Location annotation dataset excerpts:
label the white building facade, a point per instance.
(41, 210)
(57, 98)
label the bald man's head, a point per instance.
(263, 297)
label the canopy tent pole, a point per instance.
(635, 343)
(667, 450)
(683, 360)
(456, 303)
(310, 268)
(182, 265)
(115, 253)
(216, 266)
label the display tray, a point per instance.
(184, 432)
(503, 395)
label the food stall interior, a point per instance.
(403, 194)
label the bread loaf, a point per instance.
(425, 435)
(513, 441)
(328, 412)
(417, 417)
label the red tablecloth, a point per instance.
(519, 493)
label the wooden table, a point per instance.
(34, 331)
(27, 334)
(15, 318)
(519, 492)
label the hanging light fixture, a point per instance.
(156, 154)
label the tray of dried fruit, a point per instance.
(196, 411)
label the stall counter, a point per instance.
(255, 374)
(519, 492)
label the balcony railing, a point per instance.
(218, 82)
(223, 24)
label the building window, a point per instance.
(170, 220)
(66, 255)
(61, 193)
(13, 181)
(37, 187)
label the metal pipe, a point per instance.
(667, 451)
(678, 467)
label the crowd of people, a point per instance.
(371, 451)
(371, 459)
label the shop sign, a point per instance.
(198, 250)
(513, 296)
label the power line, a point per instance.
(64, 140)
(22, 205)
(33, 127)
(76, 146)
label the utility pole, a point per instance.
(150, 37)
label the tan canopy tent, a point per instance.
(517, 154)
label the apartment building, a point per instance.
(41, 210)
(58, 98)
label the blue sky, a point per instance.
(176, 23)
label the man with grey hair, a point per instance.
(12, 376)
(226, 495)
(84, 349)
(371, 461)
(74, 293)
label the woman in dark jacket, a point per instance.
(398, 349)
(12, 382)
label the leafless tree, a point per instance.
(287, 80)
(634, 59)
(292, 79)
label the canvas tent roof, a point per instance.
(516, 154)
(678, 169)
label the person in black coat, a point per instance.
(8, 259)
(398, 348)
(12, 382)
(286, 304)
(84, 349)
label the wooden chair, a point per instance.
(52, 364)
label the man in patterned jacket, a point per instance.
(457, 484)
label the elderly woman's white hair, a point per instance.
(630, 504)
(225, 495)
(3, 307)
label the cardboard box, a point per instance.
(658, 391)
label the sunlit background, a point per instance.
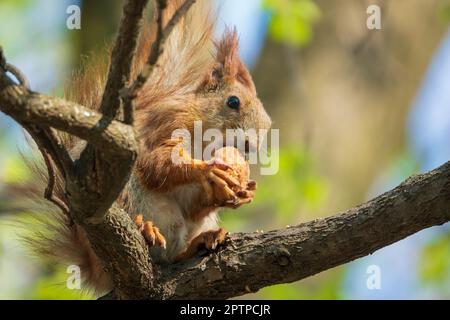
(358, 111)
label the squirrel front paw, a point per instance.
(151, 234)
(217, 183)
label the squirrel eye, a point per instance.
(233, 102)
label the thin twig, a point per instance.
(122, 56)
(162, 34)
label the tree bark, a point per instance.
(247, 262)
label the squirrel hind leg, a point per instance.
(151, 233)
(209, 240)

* * *

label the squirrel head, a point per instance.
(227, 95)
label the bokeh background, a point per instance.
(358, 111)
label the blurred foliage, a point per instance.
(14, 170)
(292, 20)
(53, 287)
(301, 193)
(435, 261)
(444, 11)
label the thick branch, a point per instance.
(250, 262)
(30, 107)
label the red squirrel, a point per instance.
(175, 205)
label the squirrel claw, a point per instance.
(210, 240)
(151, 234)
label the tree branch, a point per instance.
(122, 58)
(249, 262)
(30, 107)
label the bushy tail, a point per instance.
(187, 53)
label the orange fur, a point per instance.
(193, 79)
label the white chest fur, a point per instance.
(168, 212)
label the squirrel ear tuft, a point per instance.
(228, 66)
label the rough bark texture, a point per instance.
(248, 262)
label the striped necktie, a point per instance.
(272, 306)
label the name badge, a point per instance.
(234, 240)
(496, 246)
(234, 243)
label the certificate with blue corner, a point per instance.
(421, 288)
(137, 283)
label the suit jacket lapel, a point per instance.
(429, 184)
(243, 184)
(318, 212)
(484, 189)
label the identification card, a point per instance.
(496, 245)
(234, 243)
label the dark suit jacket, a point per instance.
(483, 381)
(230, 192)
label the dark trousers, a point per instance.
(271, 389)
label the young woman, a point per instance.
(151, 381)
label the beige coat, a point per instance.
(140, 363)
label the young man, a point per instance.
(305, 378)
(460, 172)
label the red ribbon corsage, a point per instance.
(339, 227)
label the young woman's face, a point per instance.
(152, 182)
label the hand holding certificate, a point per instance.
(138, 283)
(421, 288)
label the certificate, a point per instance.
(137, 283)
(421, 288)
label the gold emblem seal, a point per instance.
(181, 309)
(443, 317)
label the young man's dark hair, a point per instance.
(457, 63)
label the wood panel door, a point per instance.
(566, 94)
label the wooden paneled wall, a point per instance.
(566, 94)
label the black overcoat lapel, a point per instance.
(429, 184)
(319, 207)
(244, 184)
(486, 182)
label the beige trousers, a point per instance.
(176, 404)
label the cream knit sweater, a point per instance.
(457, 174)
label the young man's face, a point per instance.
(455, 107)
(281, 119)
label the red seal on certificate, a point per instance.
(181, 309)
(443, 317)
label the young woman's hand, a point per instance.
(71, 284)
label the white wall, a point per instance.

» **CHALLENGE**:
Please filter the items and copy out every line that contains the word "dark".

» **SOLUTION TO THIS TASK**:
label the woman in dark jacket, a point per instance.
label the dark suit jacket, a point per instance.
label the dark trousers, a point per instance.
label the young man's dark hair, a point per instance.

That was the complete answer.